• Brief
Replace "dark crevice" with "shaded crevice" in the data starting with the line with "It needs the bounding box of every forest" and going on through the line with "[207,323,244,389]", leaving everything else unchanged.

[Begin Extracted data]

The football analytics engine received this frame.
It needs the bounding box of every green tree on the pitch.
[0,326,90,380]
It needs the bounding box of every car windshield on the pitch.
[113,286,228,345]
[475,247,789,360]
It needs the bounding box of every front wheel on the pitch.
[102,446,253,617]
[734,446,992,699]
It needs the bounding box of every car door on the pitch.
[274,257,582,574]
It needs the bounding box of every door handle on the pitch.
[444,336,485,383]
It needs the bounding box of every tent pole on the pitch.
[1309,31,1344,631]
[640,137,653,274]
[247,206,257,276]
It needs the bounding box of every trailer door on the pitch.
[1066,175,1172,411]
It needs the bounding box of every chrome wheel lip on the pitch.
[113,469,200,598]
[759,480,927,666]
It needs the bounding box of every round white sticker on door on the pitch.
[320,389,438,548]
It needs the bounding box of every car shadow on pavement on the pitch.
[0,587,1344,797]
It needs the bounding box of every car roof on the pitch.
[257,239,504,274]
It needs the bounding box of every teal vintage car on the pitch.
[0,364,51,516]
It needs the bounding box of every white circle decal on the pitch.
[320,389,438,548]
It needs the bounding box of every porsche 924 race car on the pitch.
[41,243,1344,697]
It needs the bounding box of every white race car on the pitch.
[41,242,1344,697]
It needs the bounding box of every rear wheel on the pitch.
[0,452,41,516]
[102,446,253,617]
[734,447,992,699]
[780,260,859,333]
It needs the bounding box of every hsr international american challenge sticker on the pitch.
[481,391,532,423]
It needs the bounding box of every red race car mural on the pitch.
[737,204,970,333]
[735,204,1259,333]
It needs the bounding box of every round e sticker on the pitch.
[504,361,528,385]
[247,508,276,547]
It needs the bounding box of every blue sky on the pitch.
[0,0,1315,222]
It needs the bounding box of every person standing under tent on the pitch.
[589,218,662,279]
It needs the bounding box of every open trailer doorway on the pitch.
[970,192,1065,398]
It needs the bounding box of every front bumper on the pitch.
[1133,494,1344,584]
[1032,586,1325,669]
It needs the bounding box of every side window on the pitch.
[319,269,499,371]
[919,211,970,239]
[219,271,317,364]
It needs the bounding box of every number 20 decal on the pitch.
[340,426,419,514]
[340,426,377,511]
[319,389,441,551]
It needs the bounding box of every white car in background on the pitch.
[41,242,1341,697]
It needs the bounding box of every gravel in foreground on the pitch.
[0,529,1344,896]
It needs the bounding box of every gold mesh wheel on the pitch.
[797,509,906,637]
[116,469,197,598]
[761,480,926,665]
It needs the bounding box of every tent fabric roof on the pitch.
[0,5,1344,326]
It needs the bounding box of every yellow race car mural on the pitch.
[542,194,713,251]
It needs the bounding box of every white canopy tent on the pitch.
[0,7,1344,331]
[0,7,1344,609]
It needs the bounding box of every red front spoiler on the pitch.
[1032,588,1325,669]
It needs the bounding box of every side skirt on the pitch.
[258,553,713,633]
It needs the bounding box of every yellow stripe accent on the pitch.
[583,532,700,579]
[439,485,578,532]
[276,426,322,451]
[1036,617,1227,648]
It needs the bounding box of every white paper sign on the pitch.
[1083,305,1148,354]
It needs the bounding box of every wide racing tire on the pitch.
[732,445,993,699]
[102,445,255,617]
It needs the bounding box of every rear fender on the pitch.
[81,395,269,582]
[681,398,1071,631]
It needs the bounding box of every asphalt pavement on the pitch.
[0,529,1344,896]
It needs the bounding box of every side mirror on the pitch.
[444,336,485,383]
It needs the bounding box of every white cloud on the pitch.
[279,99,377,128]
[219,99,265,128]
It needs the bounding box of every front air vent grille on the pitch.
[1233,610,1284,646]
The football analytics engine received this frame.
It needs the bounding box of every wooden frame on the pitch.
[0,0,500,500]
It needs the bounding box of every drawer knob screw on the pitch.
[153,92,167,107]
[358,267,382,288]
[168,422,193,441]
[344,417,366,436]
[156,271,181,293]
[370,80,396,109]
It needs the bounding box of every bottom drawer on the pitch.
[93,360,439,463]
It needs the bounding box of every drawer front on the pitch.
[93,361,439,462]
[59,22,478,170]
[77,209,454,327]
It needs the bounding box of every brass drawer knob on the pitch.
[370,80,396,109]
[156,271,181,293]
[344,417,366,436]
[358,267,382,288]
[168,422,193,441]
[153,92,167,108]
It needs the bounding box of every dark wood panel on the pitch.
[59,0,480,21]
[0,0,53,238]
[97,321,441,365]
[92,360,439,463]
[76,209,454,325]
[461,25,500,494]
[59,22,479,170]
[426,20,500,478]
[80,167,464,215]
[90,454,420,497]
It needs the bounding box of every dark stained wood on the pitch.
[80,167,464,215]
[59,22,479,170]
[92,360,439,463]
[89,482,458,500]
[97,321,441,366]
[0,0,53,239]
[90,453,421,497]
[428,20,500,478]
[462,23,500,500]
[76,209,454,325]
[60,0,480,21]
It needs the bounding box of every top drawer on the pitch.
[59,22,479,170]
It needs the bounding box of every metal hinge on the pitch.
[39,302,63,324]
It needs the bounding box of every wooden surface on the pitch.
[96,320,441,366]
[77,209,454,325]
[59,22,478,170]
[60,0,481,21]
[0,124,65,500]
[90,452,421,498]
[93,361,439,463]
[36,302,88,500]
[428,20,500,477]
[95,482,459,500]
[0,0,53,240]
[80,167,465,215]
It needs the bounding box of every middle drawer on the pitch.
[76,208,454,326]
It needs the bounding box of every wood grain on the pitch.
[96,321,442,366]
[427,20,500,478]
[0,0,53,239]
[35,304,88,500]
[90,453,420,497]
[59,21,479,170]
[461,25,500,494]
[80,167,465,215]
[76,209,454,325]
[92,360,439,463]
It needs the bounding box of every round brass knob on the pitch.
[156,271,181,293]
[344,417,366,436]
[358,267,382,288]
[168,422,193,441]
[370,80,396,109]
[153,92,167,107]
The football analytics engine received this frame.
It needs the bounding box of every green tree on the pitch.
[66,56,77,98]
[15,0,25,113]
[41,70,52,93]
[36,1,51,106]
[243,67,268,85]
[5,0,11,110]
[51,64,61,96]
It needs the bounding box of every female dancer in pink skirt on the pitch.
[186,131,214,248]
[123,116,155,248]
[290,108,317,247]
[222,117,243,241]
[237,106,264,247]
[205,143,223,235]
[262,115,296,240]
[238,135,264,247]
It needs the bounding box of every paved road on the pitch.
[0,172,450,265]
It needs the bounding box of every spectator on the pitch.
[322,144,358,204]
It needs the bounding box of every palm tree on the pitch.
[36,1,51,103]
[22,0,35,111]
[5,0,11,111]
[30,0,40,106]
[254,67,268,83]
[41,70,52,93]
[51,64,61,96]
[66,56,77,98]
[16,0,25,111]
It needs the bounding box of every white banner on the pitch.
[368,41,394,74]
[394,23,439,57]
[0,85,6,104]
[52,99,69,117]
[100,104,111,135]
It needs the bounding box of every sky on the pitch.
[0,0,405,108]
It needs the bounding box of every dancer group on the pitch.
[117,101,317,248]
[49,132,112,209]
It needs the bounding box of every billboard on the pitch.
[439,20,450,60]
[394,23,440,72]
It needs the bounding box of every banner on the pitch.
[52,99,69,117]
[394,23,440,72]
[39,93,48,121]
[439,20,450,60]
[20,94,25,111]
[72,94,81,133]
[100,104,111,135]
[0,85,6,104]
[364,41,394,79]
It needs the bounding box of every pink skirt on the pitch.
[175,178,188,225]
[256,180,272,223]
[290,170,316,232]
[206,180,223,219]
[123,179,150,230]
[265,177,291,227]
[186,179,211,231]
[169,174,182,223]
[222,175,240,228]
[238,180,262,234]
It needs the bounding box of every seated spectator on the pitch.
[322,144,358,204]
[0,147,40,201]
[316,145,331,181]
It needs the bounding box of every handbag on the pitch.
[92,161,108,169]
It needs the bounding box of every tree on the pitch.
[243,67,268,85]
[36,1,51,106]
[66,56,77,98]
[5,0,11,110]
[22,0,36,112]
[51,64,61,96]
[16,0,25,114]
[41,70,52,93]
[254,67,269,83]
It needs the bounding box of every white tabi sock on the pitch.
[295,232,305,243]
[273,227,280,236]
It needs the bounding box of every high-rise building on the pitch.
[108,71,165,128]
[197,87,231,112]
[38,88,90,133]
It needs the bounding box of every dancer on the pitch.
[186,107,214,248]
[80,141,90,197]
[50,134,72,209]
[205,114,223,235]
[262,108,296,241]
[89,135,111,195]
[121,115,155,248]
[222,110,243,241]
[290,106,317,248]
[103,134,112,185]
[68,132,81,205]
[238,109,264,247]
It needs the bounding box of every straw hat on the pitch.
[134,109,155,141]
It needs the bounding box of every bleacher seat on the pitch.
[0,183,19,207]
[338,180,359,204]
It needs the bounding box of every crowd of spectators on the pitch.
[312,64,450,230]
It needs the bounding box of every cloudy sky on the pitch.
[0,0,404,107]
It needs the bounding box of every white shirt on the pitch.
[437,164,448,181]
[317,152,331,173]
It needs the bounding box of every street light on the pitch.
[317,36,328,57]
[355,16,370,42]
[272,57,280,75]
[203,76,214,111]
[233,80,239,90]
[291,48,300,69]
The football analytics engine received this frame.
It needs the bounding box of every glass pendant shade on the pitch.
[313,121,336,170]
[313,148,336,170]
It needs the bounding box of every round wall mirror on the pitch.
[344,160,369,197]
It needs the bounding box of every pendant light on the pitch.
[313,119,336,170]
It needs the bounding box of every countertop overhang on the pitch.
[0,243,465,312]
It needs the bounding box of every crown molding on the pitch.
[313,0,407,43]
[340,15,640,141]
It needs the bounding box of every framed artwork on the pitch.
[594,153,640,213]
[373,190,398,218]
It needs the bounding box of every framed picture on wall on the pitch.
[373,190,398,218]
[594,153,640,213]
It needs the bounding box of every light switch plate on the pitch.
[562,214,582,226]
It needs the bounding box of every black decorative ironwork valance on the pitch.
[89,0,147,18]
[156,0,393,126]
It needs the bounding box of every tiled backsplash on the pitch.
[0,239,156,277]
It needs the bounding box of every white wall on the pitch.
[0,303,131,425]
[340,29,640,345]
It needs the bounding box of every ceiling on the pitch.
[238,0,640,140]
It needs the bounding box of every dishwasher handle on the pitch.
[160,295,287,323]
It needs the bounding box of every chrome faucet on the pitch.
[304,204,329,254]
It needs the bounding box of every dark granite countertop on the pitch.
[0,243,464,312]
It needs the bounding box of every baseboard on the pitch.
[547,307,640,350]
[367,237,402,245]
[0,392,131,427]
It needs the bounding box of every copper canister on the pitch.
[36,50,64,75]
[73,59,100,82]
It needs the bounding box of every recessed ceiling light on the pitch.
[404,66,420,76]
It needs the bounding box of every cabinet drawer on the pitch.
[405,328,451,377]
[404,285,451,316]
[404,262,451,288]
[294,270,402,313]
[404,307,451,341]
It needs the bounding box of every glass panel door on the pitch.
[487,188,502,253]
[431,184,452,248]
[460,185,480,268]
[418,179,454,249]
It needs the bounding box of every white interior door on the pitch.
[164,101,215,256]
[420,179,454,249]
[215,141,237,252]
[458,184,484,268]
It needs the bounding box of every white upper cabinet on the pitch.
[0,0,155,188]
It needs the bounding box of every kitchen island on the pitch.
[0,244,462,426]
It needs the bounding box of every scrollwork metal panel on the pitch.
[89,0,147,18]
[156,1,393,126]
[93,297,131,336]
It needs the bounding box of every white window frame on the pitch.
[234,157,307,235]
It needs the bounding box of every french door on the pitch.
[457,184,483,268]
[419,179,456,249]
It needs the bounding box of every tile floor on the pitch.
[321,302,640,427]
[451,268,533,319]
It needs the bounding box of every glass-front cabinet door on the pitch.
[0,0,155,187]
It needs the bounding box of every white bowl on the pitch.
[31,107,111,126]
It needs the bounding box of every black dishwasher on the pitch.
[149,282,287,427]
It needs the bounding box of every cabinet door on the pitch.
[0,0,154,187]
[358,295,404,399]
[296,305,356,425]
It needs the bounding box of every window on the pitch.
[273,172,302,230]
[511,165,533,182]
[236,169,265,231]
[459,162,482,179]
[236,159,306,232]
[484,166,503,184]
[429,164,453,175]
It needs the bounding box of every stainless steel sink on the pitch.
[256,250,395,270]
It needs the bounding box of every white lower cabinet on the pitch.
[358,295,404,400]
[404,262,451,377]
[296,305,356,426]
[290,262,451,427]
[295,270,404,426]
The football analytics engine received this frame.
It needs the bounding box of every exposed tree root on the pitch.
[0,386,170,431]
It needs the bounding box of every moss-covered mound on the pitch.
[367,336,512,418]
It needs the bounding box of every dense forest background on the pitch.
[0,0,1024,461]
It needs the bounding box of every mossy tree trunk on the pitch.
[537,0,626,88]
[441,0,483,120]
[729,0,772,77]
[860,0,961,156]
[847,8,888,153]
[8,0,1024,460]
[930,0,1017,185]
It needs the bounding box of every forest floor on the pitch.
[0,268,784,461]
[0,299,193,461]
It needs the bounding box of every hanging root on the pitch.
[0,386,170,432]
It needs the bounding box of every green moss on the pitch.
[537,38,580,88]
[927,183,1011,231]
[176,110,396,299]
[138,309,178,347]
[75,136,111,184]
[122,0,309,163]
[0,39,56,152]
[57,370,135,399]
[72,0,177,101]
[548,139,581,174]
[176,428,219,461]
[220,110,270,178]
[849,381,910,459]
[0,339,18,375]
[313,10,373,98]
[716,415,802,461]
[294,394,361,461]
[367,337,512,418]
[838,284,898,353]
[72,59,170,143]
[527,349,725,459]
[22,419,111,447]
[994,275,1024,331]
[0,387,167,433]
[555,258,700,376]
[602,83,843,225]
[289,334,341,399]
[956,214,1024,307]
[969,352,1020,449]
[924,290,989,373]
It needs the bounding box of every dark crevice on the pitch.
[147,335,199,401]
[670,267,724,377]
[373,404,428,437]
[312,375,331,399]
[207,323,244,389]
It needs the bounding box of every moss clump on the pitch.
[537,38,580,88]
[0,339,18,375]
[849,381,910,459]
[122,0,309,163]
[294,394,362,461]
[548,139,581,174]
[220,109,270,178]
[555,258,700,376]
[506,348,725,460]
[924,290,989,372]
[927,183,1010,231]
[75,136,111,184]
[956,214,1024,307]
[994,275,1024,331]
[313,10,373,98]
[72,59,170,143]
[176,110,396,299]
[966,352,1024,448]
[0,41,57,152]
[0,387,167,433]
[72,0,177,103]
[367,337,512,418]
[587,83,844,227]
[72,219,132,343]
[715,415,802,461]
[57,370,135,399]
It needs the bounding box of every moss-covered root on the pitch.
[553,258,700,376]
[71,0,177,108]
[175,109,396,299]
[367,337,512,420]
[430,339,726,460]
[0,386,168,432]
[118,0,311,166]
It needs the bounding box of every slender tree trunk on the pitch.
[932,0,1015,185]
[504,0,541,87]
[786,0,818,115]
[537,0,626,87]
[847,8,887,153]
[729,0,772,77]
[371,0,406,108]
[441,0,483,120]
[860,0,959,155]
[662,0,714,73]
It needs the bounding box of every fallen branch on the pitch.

[End Extracted data]

• Result for this task
It needs the bounding box of every forest floor on the pitch.
[0,268,784,461]
[0,299,193,461]
It needs the bounding box of every hanging root on the pitch.
[0,386,170,432]
It needs the bounding box of every green moss on the pitch.
[537,38,580,88]
[927,183,1011,231]
[176,110,396,299]
[138,309,178,347]
[75,136,111,184]
[122,0,309,163]
[0,39,56,152]
[57,370,135,399]
[72,0,177,101]
[548,139,581,174]
[176,428,219,461]
[220,110,270,178]
[849,381,910,459]
[0,339,18,375]
[313,10,373,98]
[716,415,802,461]
[294,394,361,461]
[367,337,512,418]
[838,284,898,353]
[72,59,170,143]
[527,349,725,459]
[22,419,111,447]
[994,275,1024,331]
[0,387,167,433]
[555,258,700,376]
[602,83,843,225]
[289,334,341,399]
[956,214,1024,307]
[969,352,1020,449]
[924,290,989,373]
It needs the bounding box of every shaded crevice on the pitch.
[147,335,199,401]
[670,267,724,377]
[373,404,428,437]
[312,375,331,399]
[207,323,244,389]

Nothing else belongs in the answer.